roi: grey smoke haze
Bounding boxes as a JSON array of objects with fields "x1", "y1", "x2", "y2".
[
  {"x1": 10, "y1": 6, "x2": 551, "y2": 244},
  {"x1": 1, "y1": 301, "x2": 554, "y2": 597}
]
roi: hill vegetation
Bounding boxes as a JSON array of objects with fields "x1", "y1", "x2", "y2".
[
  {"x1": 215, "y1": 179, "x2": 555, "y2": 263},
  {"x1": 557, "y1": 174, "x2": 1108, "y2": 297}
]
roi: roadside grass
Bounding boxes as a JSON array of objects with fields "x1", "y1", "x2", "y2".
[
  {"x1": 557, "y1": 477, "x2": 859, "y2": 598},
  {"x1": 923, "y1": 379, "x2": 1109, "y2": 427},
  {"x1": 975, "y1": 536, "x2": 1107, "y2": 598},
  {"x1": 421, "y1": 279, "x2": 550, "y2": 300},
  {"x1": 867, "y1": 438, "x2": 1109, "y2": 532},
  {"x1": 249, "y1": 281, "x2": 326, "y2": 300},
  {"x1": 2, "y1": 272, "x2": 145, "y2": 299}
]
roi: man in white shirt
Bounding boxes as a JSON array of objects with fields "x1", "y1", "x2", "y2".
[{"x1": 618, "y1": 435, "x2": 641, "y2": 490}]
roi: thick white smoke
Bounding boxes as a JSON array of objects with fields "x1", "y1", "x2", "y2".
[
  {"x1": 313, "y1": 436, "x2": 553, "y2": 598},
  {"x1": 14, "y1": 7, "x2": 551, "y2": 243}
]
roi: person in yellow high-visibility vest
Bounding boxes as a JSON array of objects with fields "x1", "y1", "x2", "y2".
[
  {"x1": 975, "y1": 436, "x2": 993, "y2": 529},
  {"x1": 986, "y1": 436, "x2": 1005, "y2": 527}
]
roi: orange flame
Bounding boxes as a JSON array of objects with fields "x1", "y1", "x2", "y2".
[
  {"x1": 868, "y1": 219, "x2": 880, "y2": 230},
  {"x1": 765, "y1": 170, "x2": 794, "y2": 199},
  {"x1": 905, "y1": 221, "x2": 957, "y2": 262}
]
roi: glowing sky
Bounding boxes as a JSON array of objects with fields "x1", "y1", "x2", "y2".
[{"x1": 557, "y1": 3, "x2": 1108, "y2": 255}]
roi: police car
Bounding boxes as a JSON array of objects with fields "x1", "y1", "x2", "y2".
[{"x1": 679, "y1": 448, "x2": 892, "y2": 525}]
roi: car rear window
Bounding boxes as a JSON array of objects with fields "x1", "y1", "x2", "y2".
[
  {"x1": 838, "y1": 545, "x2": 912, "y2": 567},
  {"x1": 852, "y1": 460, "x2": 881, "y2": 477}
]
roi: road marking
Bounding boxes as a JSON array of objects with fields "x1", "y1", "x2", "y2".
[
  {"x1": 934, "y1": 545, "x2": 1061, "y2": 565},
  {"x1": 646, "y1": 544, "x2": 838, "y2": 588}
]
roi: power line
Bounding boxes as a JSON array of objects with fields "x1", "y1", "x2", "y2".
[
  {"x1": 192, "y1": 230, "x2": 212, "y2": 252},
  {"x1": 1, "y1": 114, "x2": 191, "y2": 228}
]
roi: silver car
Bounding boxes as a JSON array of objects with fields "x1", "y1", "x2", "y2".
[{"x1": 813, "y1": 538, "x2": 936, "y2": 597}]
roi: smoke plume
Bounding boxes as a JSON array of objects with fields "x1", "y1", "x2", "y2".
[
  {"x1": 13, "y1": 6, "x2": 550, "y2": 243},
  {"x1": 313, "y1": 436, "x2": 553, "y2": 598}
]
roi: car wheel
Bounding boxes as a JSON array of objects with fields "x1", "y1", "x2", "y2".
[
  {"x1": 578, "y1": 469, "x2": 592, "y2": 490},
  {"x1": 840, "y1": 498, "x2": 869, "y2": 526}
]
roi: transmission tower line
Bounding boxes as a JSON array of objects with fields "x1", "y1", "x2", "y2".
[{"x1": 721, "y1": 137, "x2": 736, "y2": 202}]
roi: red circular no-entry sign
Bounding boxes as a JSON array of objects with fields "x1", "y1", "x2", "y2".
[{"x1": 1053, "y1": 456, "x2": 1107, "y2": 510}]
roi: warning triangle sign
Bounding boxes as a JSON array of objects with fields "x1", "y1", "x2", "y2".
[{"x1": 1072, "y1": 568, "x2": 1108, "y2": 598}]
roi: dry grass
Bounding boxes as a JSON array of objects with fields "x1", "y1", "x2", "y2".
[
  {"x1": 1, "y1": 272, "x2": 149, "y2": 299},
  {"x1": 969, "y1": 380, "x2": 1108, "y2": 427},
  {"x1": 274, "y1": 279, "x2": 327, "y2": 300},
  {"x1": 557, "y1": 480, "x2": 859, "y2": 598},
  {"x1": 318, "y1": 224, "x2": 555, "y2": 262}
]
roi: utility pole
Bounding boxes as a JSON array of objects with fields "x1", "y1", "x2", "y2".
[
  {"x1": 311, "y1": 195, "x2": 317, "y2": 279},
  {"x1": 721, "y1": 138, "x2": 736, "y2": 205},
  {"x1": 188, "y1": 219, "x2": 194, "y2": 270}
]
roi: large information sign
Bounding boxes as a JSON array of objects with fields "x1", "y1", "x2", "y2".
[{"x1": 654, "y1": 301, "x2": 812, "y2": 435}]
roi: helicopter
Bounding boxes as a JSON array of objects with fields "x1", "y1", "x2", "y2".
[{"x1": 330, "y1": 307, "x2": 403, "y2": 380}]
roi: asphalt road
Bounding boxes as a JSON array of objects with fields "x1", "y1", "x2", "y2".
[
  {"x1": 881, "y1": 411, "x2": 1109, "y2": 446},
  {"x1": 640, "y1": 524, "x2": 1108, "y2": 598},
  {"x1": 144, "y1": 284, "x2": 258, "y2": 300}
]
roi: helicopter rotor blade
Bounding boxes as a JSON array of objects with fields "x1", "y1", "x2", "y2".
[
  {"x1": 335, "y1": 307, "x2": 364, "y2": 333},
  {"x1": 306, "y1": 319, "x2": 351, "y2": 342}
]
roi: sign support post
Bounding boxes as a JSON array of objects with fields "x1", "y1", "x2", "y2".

• • • •

WHAT YOU ARE ASKED TO DO |
The answer must be every line from the records above that contains "helicopter".

OUTPUT OF THE TASK |
roi: helicopter
roi: helicopter rotor blade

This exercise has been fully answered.